### What is expected
Your output should be the line that contains "Each instance receives one keypoint. Mark the tree with" and all lines after it in the records, retyped exactly through the last one.

Natural-language object grounding data:
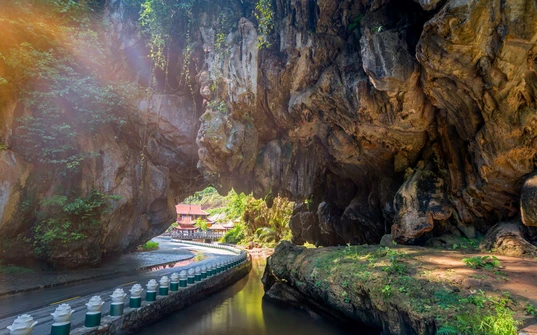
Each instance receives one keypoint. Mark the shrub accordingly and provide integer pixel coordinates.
(235, 235)
(482, 262)
(150, 245)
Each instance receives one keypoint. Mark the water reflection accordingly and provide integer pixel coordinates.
(240, 310)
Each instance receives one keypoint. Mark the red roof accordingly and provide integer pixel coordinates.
(187, 227)
(187, 209)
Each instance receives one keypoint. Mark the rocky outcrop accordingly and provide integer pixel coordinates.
(508, 238)
(424, 117)
(416, 124)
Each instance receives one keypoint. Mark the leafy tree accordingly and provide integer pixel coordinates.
(201, 224)
(269, 224)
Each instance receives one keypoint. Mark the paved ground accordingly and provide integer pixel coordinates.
(40, 304)
(168, 253)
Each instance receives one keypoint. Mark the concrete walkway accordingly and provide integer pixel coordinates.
(40, 304)
(168, 254)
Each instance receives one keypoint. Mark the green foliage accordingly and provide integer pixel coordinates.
(530, 309)
(264, 13)
(482, 262)
(492, 317)
(268, 224)
(356, 22)
(52, 57)
(447, 330)
(63, 220)
(201, 224)
(235, 235)
(387, 290)
(150, 245)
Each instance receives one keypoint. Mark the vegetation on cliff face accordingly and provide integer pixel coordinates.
(53, 62)
(403, 290)
(255, 222)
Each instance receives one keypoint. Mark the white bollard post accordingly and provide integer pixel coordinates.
(62, 320)
(22, 325)
(135, 301)
(164, 286)
(183, 279)
(151, 293)
(174, 284)
(93, 316)
(118, 302)
(191, 276)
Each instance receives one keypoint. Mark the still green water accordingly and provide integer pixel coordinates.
(240, 310)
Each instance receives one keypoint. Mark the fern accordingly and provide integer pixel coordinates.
(447, 330)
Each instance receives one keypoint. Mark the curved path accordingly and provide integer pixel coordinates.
(40, 304)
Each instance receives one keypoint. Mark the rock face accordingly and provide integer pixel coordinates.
(424, 120)
(421, 120)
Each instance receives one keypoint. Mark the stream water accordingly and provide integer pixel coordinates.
(240, 310)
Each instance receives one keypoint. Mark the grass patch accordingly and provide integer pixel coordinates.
(482, 262)
(14, 270)
(395, 276)
(150, 245)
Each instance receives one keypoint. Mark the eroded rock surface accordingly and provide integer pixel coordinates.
(419, 115)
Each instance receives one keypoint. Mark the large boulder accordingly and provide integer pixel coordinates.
(507, 238)
(528, 201)
(420, 202)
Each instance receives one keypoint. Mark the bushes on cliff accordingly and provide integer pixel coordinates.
(52, 57)
(269, 224)
(62, 221)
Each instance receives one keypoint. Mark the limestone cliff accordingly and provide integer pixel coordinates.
(415, 118)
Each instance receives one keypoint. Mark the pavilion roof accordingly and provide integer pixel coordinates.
(188, 209)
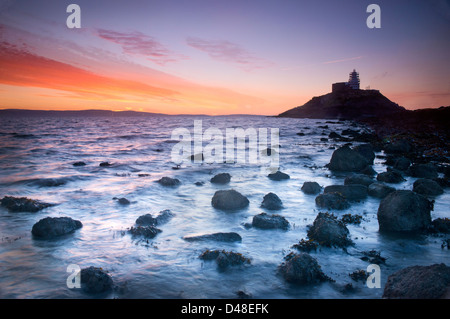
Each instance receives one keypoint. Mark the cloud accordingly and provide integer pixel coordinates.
(140, 44)
(229, 52)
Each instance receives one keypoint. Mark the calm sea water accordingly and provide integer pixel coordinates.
(34, 150)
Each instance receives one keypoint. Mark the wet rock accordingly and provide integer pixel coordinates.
(393, 177)
(223, 237)
(423, 171)
(404, 211)
(95, 280)
(328, 231)
(167, 181)
(360, 179)
(229, 200)
(23, 204)
(366, 150)
(51, 227)
(418, 282)
(427, 187)
(272, 202)
(347, 159)
(222, 178)
(350, 192)
(301, 269)
(332, 201)
(379, 190)
(278, 176)
(144, 231)
(402, 163)
(311, 188)
(265, 221)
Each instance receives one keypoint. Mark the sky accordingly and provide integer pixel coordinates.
(219, 57)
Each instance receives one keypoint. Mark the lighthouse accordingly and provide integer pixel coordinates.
(353, 81)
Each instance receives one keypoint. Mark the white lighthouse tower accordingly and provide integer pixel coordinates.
(353, 81)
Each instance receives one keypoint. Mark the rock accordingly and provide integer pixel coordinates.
(278, 176)
(167, 181)
(423, 171)
(301, 269)
(404, 211)
(222, 178)
(229, 200)
(95, 280)
(265, 221)
(76, 164)
(366, 150)
(418, 282)
(358, 179)
(402, 163)
(398, 147)
(224, 237)
(379, 190)
(328, 231)
(347, 159)
(332, 201)
(354, 192)
(311, 188)
(427, 187)
(23, 204)
(272, 202)
(51, 227)
(393, 177)
(144, 231)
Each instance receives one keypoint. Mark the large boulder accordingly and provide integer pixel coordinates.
(352, 192)
(51, 227)
(418, 282)
(404, 211)
(347, 159)
(379, 190)
(95, 280)
(266, 221)
(332, 201)
(229, 200)
(427, 187)
(301, 269)
(328, 231)
(23, 204)
(311, 188)
(272, 202)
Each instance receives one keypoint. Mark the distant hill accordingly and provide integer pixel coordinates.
(346, 104)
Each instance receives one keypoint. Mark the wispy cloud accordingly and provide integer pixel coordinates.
(343, 60)
(229, 52)
(140, 44)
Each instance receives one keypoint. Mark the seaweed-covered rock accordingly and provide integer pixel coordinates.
(351, 192)
(379, 190)
(301, 269)
(272, 202)
(332, 201)
(223, 237)
(51, 227)
(23, 204)
(229, 200)
(418, 282)
(404, 211)
(328, 231)
(427, 187)
(222, 178)
(311, 188)
(265, 221)
(95, 280)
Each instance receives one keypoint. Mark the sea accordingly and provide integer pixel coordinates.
(36, 161)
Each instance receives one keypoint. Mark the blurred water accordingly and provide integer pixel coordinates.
(34, 150)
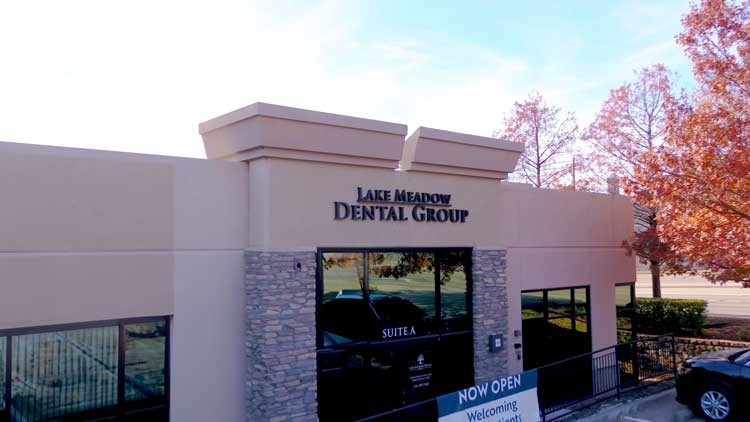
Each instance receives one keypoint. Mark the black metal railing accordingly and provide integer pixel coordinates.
(583, 380)
(573, 384)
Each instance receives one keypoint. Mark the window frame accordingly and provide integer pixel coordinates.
(122, 406)
(440, 330)
(633, 319)
(572, 314)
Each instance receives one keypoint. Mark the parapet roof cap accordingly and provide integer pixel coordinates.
(300, 115)
(440, 151)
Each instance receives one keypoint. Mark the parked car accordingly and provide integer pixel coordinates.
(716, 385)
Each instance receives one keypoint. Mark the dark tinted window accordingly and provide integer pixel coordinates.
(454, 290)
(402, 291)
(380, 319)
(344, 315)
(145, 347)
(625, 303)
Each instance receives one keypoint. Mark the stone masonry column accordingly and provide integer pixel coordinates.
(280, 340)
(490, 304)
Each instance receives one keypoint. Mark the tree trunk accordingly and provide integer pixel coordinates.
(655, 279)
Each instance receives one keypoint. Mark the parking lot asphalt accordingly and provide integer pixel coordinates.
(730, 299)
(659, 407)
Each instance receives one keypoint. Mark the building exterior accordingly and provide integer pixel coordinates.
(316, 266)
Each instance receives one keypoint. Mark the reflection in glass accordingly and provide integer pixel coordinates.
(64, 372)
(145, 347)
(454, 290)
(532, 305)
(559, 302)
(624, 295)
(551, 331)
(344, 275)
(581, 301)
(344, 316)
(582, 325)
(402, 292)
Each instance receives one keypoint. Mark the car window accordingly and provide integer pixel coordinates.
(744, 358)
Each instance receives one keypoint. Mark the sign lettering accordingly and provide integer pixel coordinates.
(512, 398)
(392, 205)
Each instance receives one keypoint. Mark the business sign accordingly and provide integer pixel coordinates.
(507, 399)
(399, 205)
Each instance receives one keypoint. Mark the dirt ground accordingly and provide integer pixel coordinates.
(737, 329)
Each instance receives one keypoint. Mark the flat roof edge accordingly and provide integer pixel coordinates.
(465, 138)
(301, 115)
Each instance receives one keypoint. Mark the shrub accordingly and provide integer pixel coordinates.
(679, 316)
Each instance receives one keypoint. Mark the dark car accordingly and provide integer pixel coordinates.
(716, 385)
(348, 318)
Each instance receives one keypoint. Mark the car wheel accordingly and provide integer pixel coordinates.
(716, 403)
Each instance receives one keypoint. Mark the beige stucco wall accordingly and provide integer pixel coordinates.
(554, 238)
(93, 235)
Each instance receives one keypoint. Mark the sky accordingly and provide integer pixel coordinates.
(139, 76)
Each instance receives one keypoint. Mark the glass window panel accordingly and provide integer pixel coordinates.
(532, 305)
(402, 292)
(145, 349)
(581, 301)
(344, 316)
(453, 291)
(624, 336)
(558, 302)
(624, 323)
(623, 297)
(64, 372)
(582, 323)
(565, 322)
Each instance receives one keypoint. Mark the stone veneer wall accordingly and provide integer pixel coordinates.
(280, 341)
(490, 303)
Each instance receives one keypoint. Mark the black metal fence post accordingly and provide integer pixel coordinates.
(674, 356)
(540, 394)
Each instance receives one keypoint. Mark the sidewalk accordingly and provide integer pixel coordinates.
(652, 404)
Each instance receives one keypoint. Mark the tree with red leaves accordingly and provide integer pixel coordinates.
(631, 123)
(699, 178)
(547, 134)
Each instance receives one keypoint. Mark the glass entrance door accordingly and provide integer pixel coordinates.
(394, 328)
(556, 327)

### Result of this exercise
Each instance receives one keypoint. Mark the tree with red leaves accordingly and provide integer pixel coordinates.
(631, 123)
(699, 178)
(547, 134)
Each instance receives one keypoint. Mark the glass entrance door accordingly and provide integer pixel coordinates.
(394, 328)
(556, 327)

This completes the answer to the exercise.